What you should do
Please pick up the biography of physicist Anamaría Font after its last sentence and continue writing it.

Given passage START

Venezuelan theoretical physicist (born 1959)

Anamaría Font Villarroel is a Venezuelan theoretical physicist and professor of the Central University of Venezuela (UCV). Her research has been focused on models about the primordial components of matter in the context of string theory.

Font has contributed to development of Calabi–Yau dimensional compactification and she and her collaborators introduced the concept of S-duality to superstring theory, contributing to the second superstring revolution.

== Early life and education ==
Anamaría Font Villarroel was born in Anaco, Venezuela. In school she was supported by her teacher for her love of chemistry and physics. She obtained her bachelor's degree in physics, Cum Laude in 1980 from Simon Bolivar University, in Caracas, Venezuela.

== Academic career ==
Font received a PhD from the University of Texas at Austin in 1987, under the supervision of Austin M. Gleeson. Her PhD thesis was titled Four-Dimensional Supergravity Theories Arising from Superstrings. While pursuing her PhD, she received classes from Nobel Prize physicist Steven Weinberg. After completing her PhD she moved to France to work as a postdoctoral fellow in the Annecy-le-Vieux Particle Physics Laboratory (LAPP). Since 1989, she has been a physics professor at the Universidad Central de Venezuela in Caracas, Venezuela. She was also a visiting professor at the Arnold Sommerfeld Center for theoretical physics in Munich, Germany.

Her 1990 article with Luis E. Ibañez, Dieter Lüst and Fernando Quevedo titled "Strong-weak coupling duality and non-perturbative effects in string theory" had a big influence in the second superstring revolution in 1995. It was in this article where the term S-duality was first used in this context.

In 2013, Font was elected a fellow of The World Academy of Sciences (TWAS) for the advancement of science in developing countries.

Font has been actively involved in projects related to education in physics and mathematics in Venezuela and other countries. In July 2018, Physics Today magazine published an interview with Font about the status of science in Venezuela. The publication data base INSPIRE-HEP included three of her notorious publications into their data base.

She is a member of the Organization for Women in Science for the Developing World (OWSD).

Font is also a Severo Ochoa IFT (Instituto de Física Teórica) research associate.

== Personal life ==

Anamaria has 2 younger sisters, and a two half-siblings. In December 2017, Anamaria married Stefan Theisan, a physicist, after being together since 2001.

Given passage END
Information supplied START

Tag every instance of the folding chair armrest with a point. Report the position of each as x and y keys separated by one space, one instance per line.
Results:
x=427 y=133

Information supplied END

Task answer
== Honors and awards ==
In 1991, Font was awarded the Lorenzo Mendoza Fleury Science Prize. Given by the country's national private industry, the prize recognizes the work of Venezuelan scientists, and is the most important scientific prize in Venezuela.

In 1998, she was awarded, jointly with Fernando Quevedo, the ICTP Prize in the field of High Energy Physics (in honour of Chen Ning Yang),

"for their contribution to the phenomenological studies in superstring theory based on orbifold compactifications and many works on Calabi–Yau compactifications, mirror symmetry and duality symmetries. These works have contributed to a greater understanding of the low energy string physics, as well as various stringy symmetries. In particular, the important concept of S-duality has been introduced by them and their collaborators."

In 2023, Font was awarded the L'Oréal-UNESCO For Women in Science Awards, representing Latin America,

recognized for her important contributions in theoretical particle physics, in particular to the study of String Theory. Her research has furthered the theory's implications for the structure of matter and quantum gravity, which is also relevant to the description of black holes and the first instants after the big bang

In November 2023, Font was named to the BBC's 100 Women list as one of the world's inspiring and influential women.

== Selected publications ==
Font has more than 50 publications with over 6000 citations. Below is a list of some of her publications.
- Font Villarroel, A (1987). "Four-dimensional supergravity theories arising from superstrings"
- Font, A. (1990). "Strong-weak coupling duality and non-perturbative effects in string theory"
- Font, A. (1990). "Supersymmetry breaking from duality invariant gaugino condensation"
- Font, A. (1990). "The construction of "realistic" four-dimensional strings through orbifolds"
- Font, A. (1989). "Does proton stability imply the existence of an extra Z0?"
- Font, A (2009). "Yukawa structure from U(1) fluxes in F-theory Grand unification"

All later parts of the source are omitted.